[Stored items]
[Begin]

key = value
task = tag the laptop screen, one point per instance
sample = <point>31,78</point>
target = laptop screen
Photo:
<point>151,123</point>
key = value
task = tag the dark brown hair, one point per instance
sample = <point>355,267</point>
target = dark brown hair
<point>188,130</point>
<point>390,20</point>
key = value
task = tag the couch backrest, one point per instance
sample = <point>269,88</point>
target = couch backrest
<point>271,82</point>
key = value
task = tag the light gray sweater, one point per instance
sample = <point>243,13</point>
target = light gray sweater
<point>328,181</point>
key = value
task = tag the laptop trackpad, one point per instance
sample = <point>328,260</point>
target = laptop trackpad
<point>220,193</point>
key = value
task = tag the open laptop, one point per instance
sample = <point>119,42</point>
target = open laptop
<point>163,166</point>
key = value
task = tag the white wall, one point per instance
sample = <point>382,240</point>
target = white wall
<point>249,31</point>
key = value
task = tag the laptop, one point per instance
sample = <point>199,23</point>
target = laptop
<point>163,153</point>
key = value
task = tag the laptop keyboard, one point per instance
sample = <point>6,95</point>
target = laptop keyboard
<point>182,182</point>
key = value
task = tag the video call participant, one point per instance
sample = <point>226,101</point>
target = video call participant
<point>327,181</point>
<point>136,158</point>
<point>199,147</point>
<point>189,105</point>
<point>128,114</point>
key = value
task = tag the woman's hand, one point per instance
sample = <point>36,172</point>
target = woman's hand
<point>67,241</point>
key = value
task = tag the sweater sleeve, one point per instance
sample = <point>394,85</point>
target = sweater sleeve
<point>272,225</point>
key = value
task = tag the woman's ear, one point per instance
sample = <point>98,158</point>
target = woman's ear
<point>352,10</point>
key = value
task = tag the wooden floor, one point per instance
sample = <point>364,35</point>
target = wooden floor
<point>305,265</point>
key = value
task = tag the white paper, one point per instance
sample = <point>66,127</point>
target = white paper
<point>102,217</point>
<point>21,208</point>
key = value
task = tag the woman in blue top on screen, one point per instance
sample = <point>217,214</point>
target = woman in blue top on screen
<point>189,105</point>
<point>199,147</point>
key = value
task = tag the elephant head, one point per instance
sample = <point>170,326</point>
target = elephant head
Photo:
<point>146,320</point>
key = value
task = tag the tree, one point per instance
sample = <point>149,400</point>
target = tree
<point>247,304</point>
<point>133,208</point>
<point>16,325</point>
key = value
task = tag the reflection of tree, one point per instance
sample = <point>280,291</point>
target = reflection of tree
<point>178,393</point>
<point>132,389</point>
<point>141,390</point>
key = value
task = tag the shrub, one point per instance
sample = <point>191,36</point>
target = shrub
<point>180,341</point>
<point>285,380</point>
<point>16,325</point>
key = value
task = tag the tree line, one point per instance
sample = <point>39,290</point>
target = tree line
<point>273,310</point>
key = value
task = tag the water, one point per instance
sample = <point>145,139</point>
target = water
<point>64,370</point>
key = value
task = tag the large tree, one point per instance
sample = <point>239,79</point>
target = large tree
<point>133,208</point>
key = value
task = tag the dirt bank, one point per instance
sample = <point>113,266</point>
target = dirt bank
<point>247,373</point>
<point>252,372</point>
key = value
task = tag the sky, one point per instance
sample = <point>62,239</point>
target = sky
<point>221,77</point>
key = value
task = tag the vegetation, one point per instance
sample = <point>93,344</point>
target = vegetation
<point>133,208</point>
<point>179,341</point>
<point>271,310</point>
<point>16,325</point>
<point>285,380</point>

[End]

**Written instruction:** Copy out every one of the lines above, leaving each one unchanged.

**The completed task:**
key = value
task = tag the laptop screen, one point per instance
sample = <point>31,78</point>
target = laptop screen
Photo:
<point>151,123</point>
key = value
task = tag the dark brown hair, one point per instance
sample = <point>355,267</point>
target = dark brown hair
<point>188,130</point>
<point>390,20</point>
key = value
task = tag the couch backrest, one point per instance
sample = <point>269,88</point>
target = couch backrest
<point>271,82</point>
key = value
task = tag the light gray sweater, one point per instance
sample = <point>243,13</point>
target = light gray sweater
<point>328,181</point>
key = value
task = tag the laptop trackpad, one point per instance
sample = <point>328,260</point>
target = laptop trackpad
<point>220,193</point>
key = value
task = tag the open laptop, one point per instance
sample = <point>119,42</point>
target = open laptop
<point>163,166</point>
key = value
task = tag the white wall, one point per instance
sample = <point>382,240</point>
target = white wall
<point>249,31</point>
key = value
task = tag the laptop, one point per instance
sample = <point>199,23</point>
target = laptop
<point>163,153</point>
key = value
task = tag the laptop keyboard, one point per instance
sample = <point>6,95</point>
target = laptop keyboard
<point>182,182</point>
key = value
task = tag the video call participant, one point per instance
sample = <point>226,101</point>
target = video call participant
<point>327,181</point>
<point>136,158</point>
<point>199,147</point>
<point>189,105</point>
<point>128,114</point>
key = value
task = tag the woman's hand, one point per instance
sample = <point>36,172</point>
target = woman's hand
<point>67,241</point>
key = value
task = tag the sweater sleeve, one point per instance
sample = <point>394,85</point>
target = sweater sleeve
<point>272,225</point>
key = value
task = tag the woman's ear, one point per instance
sample = <point>98,158</point>
target = woman's ear
<point>352,10</point>
key = value
task = tag the wooden floor, one point per instance
sample = <point>364,35</point>
target = wooden floor
<point>305,265</point>
key = value
task = tag the white paper, one point per instance
sample = <point>66,127</point>
target = white paper
<point>102,217</point>
<point>21,208</point>
key = value
task = tag the woman in blue top on screen, one point per instance
sample = <point>217,214</point>
target = woman in blue top on screen
<point>189,105</point>
<point>199,147</point>
key = value
task = tag the elephant head, one point per instance
sample = <point>170,326</point>
target = elephant head
Photo:
<point>146,320</point>
key = value
task = tag the tree, one point per instance
sample = <point>149,400</point>
target = tree
<point>247,304</point>
<point>133,208</point>
<point>16,325</point>
key = value
task = tag the reflection of tree, one point per instance
sample = <point>280,291</point>
target = reflection of tree
<point>178,393</point>
<point>132,389</point>
<point>141,390</point>
key = value
task = tag the shrub, one point per instance
sample = <point>191,36</point>
target = shrub
<point>180,341</point>
<point>285,380</point>
<point>16,325</point>
key = value
task = tag the tree line, one point per instance
sample = <point>39,290</point>
target = tree line
<point>273,310</point>
key = value
task = tag the water, one point per instance
sample = <point>145,139</point>
target = water
<point>64,370</point>
key = value
task = tag the large tree, one point per instance
sample = <point>239,79</point>
target = large tree
<point>133,208</point>
key = value
task = tag the dirt bank, one point per instance
sample = <point>113,266</point>
target = dirt bank
<point>247,373</point>
<point>252,372</point>
key = value
task = tag the sky, one point per instance
sample = <point>62,239</point>
target = sky
<point>221,77</point>
key = value
task = tag the vegetation, one point per instance
sample = <point>93,344</point>
target = vegetation
<point>133,208</point>
<point>179,341</point>
<point>271,310</point>
<point>16,325</point>
<point>285,380</point>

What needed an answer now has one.